What to do
Your answer must consist solely of the lines from the one containing "positive clicks: (400, 260)" through the last line of the records below, reproduced exactly, with all pictures omitted.

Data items
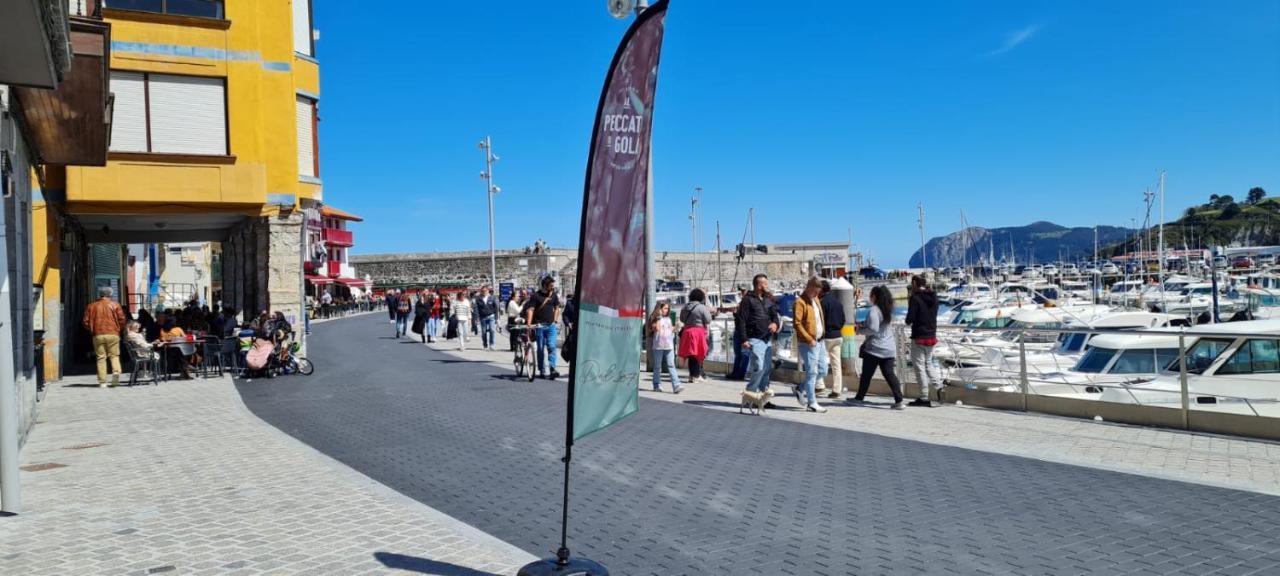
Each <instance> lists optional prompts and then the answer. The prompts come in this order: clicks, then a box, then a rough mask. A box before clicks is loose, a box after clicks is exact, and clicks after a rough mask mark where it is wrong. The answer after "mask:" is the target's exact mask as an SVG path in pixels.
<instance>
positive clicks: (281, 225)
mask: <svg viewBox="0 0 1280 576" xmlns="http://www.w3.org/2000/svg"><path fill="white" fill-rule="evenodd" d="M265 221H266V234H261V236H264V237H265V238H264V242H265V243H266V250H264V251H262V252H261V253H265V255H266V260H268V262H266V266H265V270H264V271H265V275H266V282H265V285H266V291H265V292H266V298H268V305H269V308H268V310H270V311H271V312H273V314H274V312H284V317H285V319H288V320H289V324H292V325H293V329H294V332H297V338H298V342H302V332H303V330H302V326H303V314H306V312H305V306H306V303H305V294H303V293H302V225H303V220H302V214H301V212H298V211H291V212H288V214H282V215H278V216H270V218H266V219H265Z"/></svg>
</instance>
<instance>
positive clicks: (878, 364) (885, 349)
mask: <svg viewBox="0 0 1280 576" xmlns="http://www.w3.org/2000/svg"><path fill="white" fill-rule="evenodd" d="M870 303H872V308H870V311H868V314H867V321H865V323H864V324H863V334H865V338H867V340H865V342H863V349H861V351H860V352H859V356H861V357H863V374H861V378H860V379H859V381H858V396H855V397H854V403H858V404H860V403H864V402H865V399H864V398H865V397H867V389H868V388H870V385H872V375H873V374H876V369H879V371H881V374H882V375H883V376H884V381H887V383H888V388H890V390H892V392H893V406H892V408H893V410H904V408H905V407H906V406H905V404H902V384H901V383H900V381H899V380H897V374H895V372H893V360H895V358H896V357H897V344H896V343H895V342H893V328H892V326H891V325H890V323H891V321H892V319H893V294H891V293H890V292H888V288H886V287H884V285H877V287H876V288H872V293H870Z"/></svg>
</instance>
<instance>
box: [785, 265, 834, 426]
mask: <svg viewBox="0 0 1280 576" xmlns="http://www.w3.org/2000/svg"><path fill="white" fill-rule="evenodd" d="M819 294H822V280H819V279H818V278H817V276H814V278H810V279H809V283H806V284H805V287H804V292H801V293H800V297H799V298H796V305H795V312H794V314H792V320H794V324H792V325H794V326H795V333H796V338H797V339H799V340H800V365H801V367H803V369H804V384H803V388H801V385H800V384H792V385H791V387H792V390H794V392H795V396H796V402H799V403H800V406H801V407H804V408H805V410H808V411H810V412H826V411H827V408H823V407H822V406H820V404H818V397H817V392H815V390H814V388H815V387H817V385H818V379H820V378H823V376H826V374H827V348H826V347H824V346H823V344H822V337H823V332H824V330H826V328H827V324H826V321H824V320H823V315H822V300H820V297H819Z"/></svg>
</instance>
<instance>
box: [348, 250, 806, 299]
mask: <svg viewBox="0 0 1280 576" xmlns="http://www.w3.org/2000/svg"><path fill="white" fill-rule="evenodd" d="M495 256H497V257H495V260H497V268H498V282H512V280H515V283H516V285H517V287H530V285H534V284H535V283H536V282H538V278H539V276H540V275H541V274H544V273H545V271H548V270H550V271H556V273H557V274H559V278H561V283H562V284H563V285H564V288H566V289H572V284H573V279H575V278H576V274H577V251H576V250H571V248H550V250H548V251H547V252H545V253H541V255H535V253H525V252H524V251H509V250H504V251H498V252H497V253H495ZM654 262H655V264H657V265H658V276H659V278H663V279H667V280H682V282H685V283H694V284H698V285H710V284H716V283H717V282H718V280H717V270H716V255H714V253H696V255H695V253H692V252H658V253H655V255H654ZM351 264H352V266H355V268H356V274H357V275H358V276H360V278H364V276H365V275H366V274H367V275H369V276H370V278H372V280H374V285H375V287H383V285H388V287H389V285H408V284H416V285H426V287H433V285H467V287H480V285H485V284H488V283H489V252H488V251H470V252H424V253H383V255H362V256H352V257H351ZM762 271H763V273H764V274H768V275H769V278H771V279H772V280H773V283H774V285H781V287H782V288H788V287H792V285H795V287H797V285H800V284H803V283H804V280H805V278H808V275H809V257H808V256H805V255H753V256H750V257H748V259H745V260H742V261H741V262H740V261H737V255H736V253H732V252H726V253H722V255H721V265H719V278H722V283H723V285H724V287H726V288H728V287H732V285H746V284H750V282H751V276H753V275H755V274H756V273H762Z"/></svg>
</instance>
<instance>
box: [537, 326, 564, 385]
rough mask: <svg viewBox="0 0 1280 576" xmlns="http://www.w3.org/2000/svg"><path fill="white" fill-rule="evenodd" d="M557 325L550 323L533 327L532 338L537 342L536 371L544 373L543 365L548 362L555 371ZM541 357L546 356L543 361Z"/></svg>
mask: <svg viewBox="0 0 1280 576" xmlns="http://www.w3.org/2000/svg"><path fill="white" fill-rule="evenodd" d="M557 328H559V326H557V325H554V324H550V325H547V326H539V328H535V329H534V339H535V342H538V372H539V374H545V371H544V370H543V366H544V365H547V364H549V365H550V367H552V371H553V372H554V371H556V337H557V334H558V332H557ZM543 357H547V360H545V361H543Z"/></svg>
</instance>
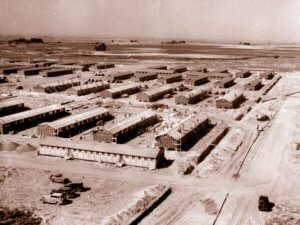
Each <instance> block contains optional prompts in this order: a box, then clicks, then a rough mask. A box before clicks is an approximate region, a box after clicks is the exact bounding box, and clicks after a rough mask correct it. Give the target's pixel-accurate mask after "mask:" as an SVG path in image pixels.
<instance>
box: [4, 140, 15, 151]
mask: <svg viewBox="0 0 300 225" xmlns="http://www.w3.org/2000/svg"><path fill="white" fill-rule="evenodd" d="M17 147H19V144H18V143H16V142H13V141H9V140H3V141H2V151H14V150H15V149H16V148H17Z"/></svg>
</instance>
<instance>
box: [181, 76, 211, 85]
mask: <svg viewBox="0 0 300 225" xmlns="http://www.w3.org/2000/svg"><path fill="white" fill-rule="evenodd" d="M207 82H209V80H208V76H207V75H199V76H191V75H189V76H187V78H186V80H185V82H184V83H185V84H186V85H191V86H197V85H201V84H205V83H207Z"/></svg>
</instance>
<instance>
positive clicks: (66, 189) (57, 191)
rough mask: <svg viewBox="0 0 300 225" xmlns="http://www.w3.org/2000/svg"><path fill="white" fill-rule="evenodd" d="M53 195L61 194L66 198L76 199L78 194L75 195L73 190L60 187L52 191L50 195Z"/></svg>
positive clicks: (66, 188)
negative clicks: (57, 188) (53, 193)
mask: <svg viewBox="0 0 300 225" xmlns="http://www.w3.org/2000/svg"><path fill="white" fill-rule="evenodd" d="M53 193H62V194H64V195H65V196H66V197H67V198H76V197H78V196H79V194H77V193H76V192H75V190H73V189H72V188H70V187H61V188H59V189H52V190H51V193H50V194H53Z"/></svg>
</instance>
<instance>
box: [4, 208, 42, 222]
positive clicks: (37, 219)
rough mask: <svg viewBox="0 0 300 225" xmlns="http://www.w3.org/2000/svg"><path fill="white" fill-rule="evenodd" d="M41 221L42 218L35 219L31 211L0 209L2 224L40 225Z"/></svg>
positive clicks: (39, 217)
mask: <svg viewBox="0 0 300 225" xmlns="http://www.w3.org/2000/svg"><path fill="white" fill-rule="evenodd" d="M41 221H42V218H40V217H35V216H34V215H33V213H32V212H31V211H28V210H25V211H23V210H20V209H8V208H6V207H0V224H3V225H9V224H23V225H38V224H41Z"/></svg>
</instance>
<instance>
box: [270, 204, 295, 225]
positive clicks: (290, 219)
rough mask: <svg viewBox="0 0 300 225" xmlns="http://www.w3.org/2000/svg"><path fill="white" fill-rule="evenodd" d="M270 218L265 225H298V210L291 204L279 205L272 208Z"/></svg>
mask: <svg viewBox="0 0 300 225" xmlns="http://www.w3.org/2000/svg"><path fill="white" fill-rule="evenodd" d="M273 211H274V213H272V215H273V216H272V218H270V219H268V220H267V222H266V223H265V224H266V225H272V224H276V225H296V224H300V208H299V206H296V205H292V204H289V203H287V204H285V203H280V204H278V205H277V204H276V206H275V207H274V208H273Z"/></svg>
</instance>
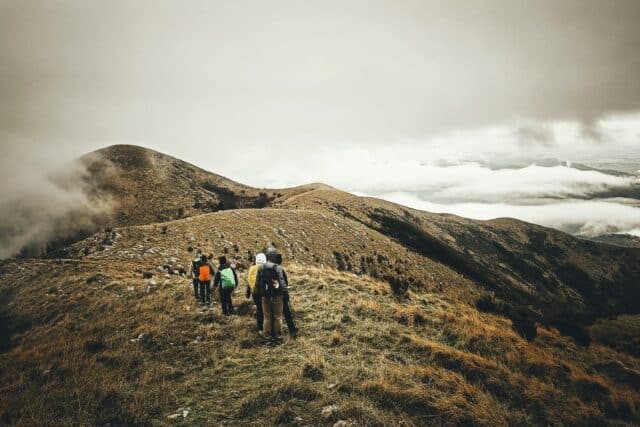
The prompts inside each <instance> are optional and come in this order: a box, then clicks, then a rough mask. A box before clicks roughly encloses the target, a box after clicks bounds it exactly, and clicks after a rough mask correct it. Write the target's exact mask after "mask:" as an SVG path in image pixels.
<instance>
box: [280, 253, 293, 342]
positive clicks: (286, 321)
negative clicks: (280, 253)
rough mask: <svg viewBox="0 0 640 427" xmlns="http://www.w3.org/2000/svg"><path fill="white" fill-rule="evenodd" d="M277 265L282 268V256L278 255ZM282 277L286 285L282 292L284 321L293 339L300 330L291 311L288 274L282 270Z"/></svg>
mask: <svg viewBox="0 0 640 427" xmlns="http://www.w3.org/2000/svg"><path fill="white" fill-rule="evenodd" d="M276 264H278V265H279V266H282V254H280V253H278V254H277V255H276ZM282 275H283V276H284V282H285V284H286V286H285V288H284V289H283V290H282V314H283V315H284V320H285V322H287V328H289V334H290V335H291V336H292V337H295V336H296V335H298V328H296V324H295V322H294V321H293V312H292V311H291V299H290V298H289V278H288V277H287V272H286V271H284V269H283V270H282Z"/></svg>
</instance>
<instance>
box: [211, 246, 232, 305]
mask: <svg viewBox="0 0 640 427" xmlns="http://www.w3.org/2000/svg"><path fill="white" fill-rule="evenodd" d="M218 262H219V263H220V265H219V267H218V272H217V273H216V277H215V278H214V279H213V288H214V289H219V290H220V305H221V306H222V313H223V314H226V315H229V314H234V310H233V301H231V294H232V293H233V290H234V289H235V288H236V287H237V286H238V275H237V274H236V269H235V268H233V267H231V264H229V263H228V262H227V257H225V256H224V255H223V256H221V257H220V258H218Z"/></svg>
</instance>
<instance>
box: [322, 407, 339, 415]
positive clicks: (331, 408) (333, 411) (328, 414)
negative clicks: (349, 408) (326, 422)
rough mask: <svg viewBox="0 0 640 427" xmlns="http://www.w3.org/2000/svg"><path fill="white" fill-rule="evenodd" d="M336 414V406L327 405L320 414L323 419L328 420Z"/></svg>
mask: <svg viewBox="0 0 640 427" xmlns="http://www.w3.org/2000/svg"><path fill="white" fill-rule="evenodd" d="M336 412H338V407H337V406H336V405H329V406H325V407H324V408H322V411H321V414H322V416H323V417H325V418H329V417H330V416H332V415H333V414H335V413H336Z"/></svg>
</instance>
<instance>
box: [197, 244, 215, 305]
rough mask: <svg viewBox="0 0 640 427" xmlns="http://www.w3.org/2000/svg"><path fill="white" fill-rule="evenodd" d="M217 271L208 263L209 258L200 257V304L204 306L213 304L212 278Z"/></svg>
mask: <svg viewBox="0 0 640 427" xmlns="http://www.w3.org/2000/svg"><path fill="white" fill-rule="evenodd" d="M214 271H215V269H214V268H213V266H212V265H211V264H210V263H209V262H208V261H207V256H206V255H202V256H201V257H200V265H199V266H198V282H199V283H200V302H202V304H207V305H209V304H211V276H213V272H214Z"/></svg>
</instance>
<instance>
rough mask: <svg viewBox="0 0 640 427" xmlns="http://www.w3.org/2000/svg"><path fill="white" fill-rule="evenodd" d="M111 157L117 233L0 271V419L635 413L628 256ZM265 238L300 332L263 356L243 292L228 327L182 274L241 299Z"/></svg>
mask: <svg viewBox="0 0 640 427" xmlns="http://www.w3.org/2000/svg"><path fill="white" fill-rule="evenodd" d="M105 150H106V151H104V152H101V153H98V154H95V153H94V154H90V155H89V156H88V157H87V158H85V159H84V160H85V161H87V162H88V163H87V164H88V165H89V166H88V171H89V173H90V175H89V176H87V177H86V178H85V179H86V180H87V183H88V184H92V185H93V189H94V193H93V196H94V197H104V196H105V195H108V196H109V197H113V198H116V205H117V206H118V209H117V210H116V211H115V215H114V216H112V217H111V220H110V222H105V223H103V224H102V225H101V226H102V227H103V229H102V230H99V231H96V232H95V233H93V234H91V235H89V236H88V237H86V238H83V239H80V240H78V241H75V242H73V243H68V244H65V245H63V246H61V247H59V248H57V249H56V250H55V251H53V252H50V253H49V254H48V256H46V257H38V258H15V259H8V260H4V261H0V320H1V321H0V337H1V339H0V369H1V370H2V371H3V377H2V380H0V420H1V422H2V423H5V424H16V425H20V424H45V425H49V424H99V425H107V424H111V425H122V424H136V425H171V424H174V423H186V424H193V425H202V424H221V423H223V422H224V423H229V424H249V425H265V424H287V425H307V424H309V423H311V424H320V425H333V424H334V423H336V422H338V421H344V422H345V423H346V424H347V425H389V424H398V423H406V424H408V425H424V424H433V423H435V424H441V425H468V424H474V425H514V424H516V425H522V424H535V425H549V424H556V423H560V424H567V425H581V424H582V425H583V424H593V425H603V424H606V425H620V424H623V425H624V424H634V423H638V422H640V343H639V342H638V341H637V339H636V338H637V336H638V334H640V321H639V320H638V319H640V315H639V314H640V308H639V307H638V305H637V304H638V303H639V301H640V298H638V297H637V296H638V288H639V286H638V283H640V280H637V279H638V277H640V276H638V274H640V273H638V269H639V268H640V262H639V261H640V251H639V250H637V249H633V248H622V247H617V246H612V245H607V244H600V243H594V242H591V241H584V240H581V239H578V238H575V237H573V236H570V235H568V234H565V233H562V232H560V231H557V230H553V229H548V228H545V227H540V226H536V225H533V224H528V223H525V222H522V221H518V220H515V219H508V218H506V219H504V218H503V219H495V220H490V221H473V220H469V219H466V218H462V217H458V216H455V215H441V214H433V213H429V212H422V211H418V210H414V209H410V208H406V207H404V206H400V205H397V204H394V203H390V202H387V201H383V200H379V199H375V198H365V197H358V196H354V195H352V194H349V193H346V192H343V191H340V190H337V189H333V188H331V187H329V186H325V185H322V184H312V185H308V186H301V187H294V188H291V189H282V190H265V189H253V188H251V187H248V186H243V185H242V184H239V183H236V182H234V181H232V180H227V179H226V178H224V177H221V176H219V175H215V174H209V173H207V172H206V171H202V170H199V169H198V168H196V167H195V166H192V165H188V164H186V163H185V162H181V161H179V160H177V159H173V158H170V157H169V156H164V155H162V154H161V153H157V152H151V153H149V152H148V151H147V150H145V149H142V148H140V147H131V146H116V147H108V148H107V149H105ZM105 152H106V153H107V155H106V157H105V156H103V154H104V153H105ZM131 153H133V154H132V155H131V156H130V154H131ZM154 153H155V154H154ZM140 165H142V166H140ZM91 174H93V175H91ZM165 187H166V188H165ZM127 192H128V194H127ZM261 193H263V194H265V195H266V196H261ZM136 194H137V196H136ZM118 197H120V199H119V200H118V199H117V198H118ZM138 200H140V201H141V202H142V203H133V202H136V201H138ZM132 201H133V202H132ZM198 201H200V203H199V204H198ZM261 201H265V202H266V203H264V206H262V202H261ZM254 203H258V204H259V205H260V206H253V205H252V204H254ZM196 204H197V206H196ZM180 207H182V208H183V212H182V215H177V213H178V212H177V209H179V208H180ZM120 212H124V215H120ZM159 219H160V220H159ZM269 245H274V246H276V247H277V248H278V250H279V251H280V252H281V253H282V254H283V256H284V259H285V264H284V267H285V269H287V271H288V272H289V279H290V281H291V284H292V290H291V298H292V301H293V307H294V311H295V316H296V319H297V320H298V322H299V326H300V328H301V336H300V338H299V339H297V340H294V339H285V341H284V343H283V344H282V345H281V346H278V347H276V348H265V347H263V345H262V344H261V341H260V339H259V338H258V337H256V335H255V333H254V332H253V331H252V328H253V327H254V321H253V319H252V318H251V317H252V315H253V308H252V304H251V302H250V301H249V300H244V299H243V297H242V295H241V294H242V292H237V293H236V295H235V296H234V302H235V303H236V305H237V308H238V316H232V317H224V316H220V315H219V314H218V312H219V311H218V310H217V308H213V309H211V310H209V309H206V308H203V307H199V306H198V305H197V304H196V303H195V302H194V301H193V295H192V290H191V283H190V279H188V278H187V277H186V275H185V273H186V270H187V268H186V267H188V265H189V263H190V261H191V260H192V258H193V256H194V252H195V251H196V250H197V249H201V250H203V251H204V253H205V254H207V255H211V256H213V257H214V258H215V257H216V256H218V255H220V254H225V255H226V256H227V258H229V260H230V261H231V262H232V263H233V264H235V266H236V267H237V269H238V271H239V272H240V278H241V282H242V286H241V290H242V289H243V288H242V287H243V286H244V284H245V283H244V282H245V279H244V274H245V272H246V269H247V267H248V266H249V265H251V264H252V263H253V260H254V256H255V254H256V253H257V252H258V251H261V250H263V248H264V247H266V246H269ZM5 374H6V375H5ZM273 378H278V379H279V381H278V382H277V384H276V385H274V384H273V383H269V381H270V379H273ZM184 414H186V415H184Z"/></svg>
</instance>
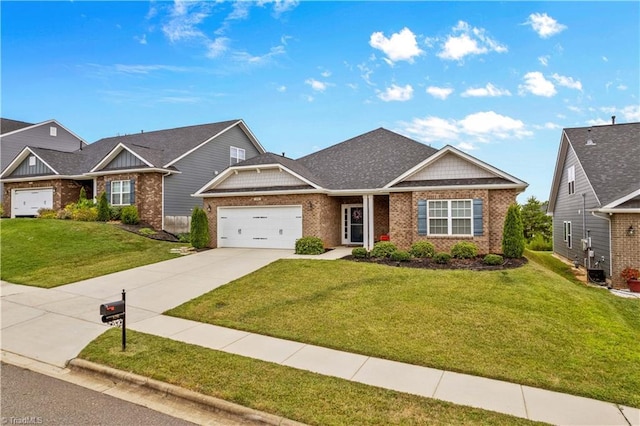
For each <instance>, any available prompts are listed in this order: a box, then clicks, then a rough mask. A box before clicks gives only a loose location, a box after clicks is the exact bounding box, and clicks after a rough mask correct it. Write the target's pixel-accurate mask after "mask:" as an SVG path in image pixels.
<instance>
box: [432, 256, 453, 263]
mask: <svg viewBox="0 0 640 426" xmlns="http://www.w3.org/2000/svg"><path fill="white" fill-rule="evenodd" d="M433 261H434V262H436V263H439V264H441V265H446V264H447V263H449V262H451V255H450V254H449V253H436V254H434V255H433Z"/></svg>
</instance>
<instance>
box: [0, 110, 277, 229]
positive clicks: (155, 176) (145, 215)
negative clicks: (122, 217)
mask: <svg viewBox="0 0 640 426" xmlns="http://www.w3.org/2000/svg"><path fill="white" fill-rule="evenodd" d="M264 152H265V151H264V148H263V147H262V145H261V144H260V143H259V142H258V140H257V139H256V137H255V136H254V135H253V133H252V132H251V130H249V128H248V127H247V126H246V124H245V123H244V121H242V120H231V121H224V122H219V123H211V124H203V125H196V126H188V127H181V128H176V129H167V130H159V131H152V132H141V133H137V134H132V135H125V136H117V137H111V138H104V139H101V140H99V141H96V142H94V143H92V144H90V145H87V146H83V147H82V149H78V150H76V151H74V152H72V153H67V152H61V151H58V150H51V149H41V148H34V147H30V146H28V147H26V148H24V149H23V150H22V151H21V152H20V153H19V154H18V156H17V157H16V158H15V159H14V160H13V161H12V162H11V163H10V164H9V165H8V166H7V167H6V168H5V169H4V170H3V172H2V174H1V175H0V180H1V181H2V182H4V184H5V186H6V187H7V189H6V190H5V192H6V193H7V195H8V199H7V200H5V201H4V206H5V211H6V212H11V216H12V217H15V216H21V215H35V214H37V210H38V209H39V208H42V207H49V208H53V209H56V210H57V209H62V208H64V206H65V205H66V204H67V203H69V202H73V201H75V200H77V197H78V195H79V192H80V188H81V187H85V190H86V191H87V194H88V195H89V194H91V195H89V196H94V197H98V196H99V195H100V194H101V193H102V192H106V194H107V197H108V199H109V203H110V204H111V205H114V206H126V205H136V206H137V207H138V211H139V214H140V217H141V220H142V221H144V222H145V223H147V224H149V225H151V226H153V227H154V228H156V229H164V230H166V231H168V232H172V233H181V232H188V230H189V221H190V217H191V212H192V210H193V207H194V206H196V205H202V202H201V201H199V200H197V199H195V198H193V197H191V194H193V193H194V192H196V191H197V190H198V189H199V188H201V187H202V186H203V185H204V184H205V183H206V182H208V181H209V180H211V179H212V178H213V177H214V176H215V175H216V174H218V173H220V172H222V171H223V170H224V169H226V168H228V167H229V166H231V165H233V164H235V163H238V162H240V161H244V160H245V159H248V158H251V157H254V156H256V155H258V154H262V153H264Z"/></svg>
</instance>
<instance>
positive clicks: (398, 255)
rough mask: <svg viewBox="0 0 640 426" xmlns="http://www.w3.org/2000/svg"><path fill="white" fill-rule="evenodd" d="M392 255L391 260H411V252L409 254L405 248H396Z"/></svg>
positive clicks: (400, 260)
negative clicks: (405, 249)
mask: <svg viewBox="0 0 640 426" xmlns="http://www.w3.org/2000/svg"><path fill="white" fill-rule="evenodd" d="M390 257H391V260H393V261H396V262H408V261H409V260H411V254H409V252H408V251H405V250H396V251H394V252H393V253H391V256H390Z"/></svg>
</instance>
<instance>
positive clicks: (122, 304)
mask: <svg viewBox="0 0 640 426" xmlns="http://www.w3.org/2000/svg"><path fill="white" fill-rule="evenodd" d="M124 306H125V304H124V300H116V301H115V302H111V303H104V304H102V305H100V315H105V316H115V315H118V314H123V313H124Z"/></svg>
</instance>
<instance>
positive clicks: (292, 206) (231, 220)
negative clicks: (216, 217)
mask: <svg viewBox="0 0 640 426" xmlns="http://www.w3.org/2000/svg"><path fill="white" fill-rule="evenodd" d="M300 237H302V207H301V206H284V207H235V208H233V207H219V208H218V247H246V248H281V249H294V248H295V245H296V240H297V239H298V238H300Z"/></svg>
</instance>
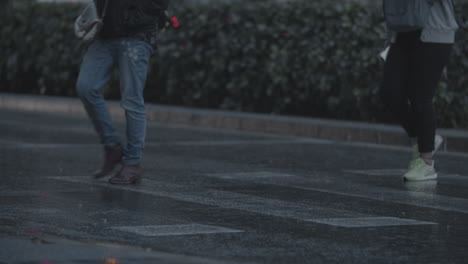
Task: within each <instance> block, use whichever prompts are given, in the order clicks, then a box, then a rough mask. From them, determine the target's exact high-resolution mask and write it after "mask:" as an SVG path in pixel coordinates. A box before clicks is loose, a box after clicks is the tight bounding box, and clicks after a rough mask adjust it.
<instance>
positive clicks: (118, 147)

Final answer
positive clicks: (400, 260)
negative clicks: (405, 249)
mask: <svg viewBox="0 0 640 426" xmlns="http://www.w3.org/2000/svg"><path fill="white" fill-rule="evenodd" d="M390 257H391V260H393V261H396V262H408V261H409V260H411V254H409V252H408V251H405V250H396V251H394V252H393V253H391V256H390Z"/></svg>
</instance>
<instance>
positive clicks: (122, 304)
mask: <svg viewBox="0 0 640 426" xmlns="http://www.w3.org/2000/svg"><path fill="white" fill-rule="evenodd" d="M124 306H125V304H124V300H116V301H115V302H111V303H104V304H102V305H100V315H105V316H115V315H118V314H123V313H124Z"/></svg>
</instance>
<instance>
positive clicks: (292, 206) (231, 220)
negative clicks: (216, 217)
mask: <svg viewBox="0 0 640 426" xmlns="http://www.w3.org/2000/svg"><path fill="white" fill-rule="evenodd" d="M300 237H302V207H301V206H284V207H235V208H233V207H219V208H218V247H246V248H281V249H294V248H295V245H296V240H297V239H298V238H300Z"/></svg>
</instance>
Task: within each <instance> block, use whichever prompts are given, in the order clicks, then a box, then a rough mask. From them, determine the target's exact high-resolution mask and write it after "mask:" as an SVG path in pixel coordinates. A box before clicks is loose, a box after clicks is the tight bounding box, and clicks after a rough mask adjust it.
<instance>
positive clicks: (118, 147)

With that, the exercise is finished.